- [TASK DESCRIPTION] Starting with the line that mentions "for the baseball", repeat each line verbatim until the entries end, both ends included.

- [RECORDS SUPPLIED]

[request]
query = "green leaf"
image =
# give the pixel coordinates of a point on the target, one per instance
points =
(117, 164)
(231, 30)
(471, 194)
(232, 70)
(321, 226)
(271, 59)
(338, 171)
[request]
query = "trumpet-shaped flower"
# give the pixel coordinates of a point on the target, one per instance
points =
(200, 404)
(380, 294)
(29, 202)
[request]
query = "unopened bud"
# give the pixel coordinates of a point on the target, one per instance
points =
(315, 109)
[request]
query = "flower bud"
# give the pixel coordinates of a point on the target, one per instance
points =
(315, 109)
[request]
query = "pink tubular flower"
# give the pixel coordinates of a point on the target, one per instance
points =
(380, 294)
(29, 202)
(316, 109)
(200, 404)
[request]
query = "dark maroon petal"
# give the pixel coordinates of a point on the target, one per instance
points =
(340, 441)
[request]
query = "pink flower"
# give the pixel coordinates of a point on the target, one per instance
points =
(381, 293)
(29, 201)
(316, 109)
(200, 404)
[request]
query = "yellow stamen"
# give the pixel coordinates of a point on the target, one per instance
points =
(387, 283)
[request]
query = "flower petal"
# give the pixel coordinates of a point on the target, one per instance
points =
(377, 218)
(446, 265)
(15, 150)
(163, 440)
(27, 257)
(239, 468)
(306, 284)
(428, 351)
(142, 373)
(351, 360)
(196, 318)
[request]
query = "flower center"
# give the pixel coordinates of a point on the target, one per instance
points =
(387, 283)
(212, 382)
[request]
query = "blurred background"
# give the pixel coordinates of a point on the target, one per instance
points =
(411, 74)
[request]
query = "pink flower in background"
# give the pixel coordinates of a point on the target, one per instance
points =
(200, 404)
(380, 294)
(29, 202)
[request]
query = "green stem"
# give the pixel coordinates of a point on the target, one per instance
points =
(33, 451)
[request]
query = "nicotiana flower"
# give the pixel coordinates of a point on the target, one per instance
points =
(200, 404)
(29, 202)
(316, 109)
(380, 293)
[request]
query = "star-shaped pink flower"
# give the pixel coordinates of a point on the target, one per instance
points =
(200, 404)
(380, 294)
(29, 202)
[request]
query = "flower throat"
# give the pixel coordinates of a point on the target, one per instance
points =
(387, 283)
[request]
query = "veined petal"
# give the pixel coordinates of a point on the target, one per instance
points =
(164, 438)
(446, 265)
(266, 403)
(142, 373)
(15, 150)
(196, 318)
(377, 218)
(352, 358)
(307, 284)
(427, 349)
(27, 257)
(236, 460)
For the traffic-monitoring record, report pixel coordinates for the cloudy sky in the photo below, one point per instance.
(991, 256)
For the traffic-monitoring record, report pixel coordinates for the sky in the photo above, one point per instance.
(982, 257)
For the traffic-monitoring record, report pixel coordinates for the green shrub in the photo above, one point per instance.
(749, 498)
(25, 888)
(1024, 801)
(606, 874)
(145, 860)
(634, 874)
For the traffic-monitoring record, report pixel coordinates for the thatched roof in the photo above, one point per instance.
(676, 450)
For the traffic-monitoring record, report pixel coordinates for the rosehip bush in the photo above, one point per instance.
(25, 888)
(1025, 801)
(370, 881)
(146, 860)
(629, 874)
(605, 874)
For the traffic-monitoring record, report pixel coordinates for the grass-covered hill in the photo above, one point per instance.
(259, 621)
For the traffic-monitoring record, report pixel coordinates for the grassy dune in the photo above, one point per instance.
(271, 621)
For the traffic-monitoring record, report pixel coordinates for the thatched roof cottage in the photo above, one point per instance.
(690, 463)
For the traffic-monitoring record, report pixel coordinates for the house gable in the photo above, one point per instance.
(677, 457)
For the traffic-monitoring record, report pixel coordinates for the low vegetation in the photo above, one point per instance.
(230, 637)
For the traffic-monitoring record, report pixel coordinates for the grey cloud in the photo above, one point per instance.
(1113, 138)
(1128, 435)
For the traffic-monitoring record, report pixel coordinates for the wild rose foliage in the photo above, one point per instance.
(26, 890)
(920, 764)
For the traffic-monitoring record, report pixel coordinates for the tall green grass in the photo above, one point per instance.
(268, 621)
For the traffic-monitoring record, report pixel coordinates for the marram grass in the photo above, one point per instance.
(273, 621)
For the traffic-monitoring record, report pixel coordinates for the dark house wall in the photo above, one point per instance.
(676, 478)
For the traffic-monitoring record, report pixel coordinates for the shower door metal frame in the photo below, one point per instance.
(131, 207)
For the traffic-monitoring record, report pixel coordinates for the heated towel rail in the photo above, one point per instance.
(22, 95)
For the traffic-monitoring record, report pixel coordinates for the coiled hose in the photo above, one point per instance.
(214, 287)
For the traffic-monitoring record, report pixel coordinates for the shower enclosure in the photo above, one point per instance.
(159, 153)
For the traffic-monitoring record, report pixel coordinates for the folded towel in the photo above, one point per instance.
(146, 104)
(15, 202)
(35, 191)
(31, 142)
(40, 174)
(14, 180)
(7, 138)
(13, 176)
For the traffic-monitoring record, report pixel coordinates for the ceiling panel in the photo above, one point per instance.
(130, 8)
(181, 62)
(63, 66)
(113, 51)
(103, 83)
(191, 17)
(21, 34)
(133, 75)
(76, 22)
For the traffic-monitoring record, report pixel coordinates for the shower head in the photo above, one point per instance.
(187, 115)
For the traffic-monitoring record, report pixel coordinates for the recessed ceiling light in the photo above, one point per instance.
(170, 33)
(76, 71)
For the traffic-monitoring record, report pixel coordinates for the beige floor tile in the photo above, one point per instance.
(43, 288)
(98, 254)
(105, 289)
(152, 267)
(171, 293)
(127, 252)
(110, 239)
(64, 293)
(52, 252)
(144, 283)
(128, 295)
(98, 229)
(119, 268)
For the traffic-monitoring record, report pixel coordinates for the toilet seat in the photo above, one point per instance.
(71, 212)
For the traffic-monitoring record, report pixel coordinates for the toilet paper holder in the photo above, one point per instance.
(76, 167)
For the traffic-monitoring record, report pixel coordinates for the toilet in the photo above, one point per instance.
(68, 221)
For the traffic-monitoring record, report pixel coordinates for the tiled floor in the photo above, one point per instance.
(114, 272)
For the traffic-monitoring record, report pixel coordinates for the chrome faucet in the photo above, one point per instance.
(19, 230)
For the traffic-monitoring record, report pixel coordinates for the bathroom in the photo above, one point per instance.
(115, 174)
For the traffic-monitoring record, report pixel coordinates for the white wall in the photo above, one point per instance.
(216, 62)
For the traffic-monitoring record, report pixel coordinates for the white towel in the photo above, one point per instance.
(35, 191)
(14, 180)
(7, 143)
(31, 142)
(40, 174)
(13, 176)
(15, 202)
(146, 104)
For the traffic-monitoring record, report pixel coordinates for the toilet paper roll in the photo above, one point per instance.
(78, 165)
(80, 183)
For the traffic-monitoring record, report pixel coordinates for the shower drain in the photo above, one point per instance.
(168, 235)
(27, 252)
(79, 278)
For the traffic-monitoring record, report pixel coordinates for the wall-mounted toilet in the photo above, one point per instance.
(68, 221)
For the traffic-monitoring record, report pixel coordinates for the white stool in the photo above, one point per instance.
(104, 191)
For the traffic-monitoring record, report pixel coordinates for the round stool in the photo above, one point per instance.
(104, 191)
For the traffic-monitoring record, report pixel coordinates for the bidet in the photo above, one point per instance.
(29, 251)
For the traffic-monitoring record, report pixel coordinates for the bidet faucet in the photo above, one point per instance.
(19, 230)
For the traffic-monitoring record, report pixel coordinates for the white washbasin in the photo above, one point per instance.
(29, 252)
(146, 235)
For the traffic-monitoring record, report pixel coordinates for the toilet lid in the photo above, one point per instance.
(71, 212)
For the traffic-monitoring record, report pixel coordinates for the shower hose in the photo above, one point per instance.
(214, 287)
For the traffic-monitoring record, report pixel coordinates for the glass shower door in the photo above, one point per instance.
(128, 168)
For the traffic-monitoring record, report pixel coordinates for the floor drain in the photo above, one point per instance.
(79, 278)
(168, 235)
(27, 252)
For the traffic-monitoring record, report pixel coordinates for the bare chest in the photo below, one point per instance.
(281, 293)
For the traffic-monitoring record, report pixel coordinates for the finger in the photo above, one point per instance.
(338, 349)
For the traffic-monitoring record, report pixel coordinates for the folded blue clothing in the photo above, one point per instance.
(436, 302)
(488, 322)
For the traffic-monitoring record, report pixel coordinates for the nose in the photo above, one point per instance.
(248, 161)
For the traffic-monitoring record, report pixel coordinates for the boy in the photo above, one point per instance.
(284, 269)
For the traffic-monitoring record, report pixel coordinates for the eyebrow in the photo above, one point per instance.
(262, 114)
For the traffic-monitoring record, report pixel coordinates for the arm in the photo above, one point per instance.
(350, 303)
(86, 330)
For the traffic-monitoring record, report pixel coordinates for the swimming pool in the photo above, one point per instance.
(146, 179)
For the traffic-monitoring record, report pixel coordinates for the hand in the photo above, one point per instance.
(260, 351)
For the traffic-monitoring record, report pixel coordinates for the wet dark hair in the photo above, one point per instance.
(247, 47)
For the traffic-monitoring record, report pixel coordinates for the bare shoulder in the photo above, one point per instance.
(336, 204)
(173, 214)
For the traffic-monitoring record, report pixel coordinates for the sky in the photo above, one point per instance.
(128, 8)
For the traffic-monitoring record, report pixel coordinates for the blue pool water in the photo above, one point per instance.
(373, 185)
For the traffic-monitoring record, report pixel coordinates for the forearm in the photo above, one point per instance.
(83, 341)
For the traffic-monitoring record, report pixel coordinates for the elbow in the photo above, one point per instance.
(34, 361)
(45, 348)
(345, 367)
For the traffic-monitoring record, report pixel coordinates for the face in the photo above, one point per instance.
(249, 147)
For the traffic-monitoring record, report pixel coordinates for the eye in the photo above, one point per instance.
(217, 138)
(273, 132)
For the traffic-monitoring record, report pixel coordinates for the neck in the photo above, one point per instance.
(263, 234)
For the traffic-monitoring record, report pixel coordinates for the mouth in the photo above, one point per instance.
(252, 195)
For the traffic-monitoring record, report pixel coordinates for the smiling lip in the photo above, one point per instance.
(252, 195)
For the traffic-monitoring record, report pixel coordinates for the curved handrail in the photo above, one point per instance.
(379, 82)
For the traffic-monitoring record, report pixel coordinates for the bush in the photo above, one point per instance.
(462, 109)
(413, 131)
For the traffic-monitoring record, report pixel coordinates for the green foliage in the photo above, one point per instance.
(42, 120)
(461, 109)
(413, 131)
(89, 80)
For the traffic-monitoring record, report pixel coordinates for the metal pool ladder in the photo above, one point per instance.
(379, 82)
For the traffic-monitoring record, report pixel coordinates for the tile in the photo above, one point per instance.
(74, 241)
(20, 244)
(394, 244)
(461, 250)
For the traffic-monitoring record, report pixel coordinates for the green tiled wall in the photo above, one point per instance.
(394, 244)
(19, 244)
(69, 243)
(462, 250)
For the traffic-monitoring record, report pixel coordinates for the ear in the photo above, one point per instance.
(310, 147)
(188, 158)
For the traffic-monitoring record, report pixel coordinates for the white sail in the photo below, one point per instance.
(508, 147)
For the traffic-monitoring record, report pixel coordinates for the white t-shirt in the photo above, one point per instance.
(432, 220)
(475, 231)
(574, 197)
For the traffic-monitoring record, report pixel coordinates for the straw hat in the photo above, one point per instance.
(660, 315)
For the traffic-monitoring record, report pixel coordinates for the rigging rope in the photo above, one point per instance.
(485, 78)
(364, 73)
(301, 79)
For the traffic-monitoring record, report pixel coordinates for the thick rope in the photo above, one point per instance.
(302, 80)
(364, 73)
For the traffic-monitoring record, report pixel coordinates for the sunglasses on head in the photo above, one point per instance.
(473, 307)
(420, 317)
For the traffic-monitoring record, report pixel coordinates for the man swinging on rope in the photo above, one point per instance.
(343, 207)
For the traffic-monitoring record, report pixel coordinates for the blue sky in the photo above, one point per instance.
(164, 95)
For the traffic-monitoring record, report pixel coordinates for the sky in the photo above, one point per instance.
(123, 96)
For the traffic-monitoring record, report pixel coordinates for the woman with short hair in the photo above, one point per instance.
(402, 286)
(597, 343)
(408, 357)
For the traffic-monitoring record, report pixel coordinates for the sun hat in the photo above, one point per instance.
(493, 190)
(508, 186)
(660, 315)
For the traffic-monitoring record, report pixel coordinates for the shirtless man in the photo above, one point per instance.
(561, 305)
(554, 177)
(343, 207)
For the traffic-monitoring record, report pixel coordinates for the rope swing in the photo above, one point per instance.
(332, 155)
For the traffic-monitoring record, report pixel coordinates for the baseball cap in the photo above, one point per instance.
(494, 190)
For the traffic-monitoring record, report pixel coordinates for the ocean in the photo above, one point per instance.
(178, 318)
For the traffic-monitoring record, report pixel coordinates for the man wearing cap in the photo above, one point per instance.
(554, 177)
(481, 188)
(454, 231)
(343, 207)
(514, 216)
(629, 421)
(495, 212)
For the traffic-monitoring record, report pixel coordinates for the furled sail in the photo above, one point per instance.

- [SOLUTION FOR THIS EXERCISE]
For the traffic-monitoring record, report pixel coordinates for the baseball cap in the photo above, one point per instance.
(494, 190)
For the traffic-monitoring record, report pixel coordinates for the ocean in the photo above, one point per instance.
(178, 318)
For the traffic-monitoring record, report pixel coordinates for the man wearing cap in the photo above, one point per instance.
(554, 177)
(481, 188)
(454, 231)
(343, 207)
(514, 216)
(629, 421)
(495, 212)
For the traffic-monitoring record, report pixel coordinates for the furled sail in the photo above, one point per instance.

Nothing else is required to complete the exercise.